→ TASK DIRECTIONS: Reproduce every line of the material below without changing anything.

Unprocessed records
□ □ □ □ □
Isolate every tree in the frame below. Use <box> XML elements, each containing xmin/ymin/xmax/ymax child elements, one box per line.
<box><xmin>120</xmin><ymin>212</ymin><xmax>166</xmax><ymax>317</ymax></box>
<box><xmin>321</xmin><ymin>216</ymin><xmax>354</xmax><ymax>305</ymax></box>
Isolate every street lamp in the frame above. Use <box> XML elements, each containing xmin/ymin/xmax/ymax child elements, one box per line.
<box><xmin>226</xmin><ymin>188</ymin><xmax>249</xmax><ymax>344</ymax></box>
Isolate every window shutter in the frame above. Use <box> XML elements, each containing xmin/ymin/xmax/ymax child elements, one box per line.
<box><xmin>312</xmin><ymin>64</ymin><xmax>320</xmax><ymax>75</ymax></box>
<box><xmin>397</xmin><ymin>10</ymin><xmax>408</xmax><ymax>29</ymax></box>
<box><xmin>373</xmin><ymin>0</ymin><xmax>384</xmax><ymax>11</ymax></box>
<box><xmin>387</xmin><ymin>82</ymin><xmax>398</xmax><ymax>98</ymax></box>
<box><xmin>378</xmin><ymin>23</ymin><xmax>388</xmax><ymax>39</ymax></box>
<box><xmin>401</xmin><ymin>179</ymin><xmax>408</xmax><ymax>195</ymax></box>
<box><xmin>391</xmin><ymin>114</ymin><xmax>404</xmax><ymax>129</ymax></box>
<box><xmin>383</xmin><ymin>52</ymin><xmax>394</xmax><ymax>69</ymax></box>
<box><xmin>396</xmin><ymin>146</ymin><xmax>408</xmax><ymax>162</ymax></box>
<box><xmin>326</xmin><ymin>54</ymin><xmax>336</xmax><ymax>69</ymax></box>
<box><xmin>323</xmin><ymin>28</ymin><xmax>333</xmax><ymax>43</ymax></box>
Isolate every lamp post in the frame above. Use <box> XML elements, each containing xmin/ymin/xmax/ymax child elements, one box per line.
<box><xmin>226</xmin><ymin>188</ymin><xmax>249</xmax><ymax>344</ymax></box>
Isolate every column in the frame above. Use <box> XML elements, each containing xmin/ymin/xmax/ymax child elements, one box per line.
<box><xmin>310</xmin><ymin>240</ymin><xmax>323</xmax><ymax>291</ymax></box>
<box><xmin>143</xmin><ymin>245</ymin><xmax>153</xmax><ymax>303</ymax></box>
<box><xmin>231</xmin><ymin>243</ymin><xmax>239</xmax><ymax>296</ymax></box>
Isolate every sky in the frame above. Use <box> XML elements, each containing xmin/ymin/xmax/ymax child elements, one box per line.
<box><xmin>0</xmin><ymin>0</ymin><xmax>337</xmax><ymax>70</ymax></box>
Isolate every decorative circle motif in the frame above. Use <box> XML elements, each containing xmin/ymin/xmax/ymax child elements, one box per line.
□ □ □ □ □
→ SOLUTION TO THIS TASK:
Isolate every tree in the frame below. Use <box> XML elements, each containing xmin/ymin/xmax/ymax child elements, one box per line.
<box><xmin>120</xmin><ymin>212</ymin><xmax>166</xmax><ymax>317</ymax></box>
<box><xmin>321</xmin><ymin>216</ymin><xmax>354</xmax><ymax>305</ymax></box>
Isolate every street lamp in the frame above. Use <box> XML elements, each containing xmin/ymin/xmax/ymax child elements, one box per line.
<box><xmin>226</xmin><ymin>188</ymin><xmax>249</xmax><ymax>344</ymax></box>
Isolate every window shutter in the frame above. Use <box> XML elements, each containing xmin/ymin/xmax/ymax child elements, one box per line.
<box><xmin>312</xmin><ymin>64</ymin><xmax>320</xmax><ymax>75</ymax></box>
<box><xmin>397</xmin><ymin>10</ymin><xmax>408</xmax><ymax>29</ymax></box>
<box><xmin>373</xmin><ymin>0</ymin><xmax>384</xmax><ymax>11</ymax></box>
<box><xmin>387</xmin><ymin>82</ymin><xmax>398</xmax><ymax>98</ymax></box>
<box><xmin>378</xmin><ymin>23</ymin><xmax>388</xmax><ymax>39</ymax></box>
<box><xmin>401</xmin><ymin>179</ymin><xmax>408</xmax><ymax>195</ymax></box>
<box><xmin>391</xmin><ymin>114</ymin><xmax>404</xmax><ymax>129</ymax></box>
<box><xmin>383</xmin><ymin>52</ymin><xmax>394</xmax><ymax>69</ymax></box>
<box><xmin>396</xmin><ymin>146</ymin><xmax>408</xmax><ymax>162</ymax></box>
<box><xmin>326</xmin><ymin>54</ymin><xmax>336</xmax><ymax>69</ymax></box>
<box><xmin>323</xmin><ymin>28</ymin><xmax>333</xmax><ymax>43</ymax></box>
Isolate every lamp post in the frame above. Use <box> XML elements, each containing xmin/ymin/xmax/ymax child elements, one box per line.
<box><xmin>226</xmin><ymin>188</ymin><xmax>249</xmax><ymax>344</ymax></box>
Isolate every column in the frame above. Use <box> XML elements, each containing xmin/ymin/xmax/ymax child elements, one box per line.
<box><xmin>310</xmin><ymin>240</ymin><xmax>323</xmax><ymax>291</ymax></box>
<box><xmin>143</xmin><ymin>245</ymin><xmax>153</xmax><ymax>303</ymax></box>
<box><xmin>231</xmin><ymin>243</ymin><xmax>239</xmax><ymax>296</ymax></box>
Isolate every sky in the frame above. Use <box> XML elements, each containing xmin/ymin/xmax/ymax child elements, one box per line.
<box><xmin>0</xmin><ymin>0</ymin><xmax>337</xmax><ymax>70</ymax></box>
Isolate every decorative circle motif in the frame above. Use <box> XML elements, each containing xmin/ymin/xmax/ymax child elements, one box per line.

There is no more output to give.